*** RECORDS FOR THE TASK Section Begins ***
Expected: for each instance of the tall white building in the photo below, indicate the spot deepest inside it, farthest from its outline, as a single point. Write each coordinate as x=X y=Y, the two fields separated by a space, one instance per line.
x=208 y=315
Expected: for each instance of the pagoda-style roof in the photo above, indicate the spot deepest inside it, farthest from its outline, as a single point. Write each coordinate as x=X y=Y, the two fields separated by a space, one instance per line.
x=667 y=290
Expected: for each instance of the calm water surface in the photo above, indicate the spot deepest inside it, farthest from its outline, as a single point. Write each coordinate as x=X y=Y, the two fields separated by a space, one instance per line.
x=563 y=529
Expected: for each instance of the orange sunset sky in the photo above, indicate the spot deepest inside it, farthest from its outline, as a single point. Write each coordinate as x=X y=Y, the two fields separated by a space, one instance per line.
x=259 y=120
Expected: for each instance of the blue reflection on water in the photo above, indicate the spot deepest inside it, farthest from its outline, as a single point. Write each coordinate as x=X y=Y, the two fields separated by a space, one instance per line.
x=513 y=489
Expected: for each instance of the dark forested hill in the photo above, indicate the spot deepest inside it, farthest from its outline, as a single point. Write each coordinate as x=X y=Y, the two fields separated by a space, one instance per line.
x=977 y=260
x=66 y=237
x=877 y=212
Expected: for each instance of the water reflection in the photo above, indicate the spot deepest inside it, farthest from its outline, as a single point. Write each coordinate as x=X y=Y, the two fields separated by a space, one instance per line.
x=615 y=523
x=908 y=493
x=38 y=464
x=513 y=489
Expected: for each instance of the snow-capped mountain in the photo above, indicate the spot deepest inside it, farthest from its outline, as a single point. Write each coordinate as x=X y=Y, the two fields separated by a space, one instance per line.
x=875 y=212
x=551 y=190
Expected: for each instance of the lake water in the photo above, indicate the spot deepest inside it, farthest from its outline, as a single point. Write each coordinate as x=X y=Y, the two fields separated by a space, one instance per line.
*** RECORDS FOR THE TASK Section Ends ***
From the line that contains "Expected: for each instance of the snow-capped" down to the last line of the listing above, repeat each line exactly, and include nothing else.

OUTPUT FOR THIS EXERCISE
Expected: for each instance of the snow-capped mountain in the photo above, indicate the spot deepest inside it, farthest from its outline, as a single point. Write each coordinate as x=X y=Y, the two fields separated by a space, one instance per line.
x=875 y=212
x=551 y=190
Expected: for each instance of the lake water in the photo above, indicate the spot deepest inside it, farthest from its outline, as a single point. Write each coordinate as x=X y=Y, the two fields separated by a space, one instance per line.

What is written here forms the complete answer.